_Your task_
Extract the text of every item below verbatim, keeping the original order, and leave the pictures out of your answer.

═══

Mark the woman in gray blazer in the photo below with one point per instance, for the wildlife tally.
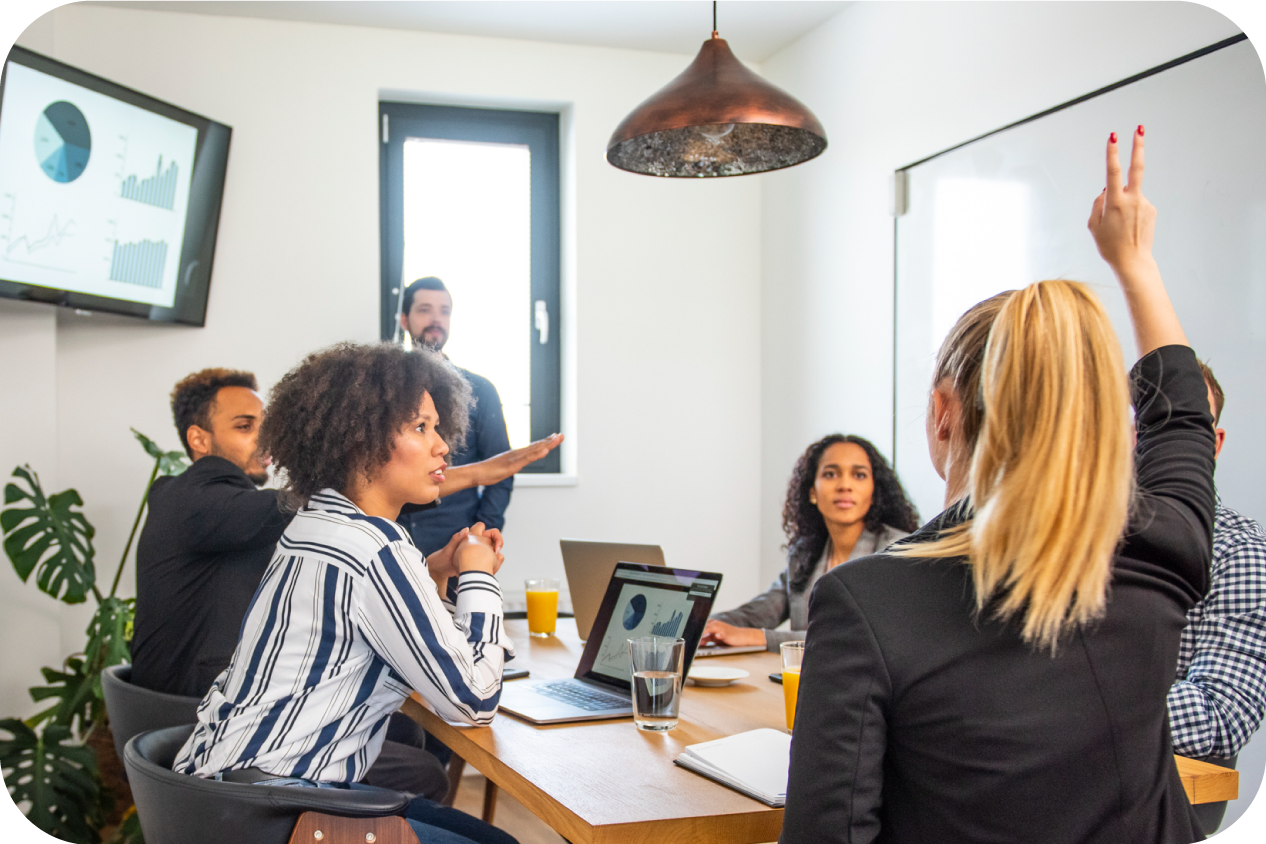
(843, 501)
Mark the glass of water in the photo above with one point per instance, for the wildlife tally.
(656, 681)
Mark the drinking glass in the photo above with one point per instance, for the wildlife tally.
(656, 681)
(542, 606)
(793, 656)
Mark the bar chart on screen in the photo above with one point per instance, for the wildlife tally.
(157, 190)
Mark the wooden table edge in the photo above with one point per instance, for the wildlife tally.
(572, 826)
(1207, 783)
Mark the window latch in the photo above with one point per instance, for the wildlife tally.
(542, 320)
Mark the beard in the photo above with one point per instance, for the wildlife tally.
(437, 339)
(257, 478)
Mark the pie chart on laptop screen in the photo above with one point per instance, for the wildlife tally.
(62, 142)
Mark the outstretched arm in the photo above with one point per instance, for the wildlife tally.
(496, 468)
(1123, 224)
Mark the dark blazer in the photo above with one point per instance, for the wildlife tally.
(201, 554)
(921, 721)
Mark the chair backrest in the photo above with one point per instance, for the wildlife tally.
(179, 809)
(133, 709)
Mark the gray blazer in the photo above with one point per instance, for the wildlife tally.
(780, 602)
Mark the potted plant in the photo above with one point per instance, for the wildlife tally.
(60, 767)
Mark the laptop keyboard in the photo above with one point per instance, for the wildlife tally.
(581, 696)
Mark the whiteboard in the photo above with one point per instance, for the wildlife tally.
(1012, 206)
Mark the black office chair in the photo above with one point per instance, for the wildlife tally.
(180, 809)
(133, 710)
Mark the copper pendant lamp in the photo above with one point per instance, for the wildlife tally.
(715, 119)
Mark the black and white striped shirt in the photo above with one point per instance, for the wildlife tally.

═══

_Task solution_
Mark the woman in gray blazer in the photo below with one point per instance, for the wildlife tally.
(843, 501)
Mark the glass of water in the photo above with one point per instance, for the wildlife tally.
(656, 681)
Mark the drinking glass in the photo above with one point per instance, for the wildlife tally.
(656, 681)
(542, 606)
(793, 656)
Mark the bar chart on screen in the photo above with one point per instance, for the wildlife tally.
(157, 190)
Mark the wooden table edge in the photo above with one point per instance, for the wildlife tally.
(572, 826)
(1207, 783)
Mark the window latch in the photo above with one point per instance, for the wildlife tally.
(542, 320)
Mark the beard in the photo above with one point per instance, for the wildlife tally.
(437, 339)
(257, 478)
Mark the pie chart on laptop screen in the photo above with one point per instance, for the wildlife tally.
(62, 142)
Mark the outstretched arm in the photo above with one point per instance, for the wildlife tally.
(496, 468)
(1123, 224)
Mark the dark blazer in the photo above with one point per instance, for the wildlife tally.
(201, 554)
(921, 721)
Mark the chair backrest in the photo above with one point per instance, for the wildlife tally.
(179, 809)
(133, 709)
Mark the gray blazer in the photo above with one point per instance, for the wildlife tally.
(780, 602)
Mark the potted plant in the photo above with one point per instance, for the wildlife tally.
(60, 767)
Mark the laptop keyboard in the photo above with one point per instance, for the wildlife tally.
(581, 696)
Mark the whiteboard in the photo above with one point per instance, for the wildlife tally.
(1012, 206)
Mark the black office chair in the photo above with one point per instance, for the wildlife tally.
(180, 809)
(133, 710)
Mark the copper pendant lamp in the photo above with one point per instance, for the wildlife tally.
(715, 119)
Mark the black and white striped shirt in the photo above with one point per instance, for the wildlife tally.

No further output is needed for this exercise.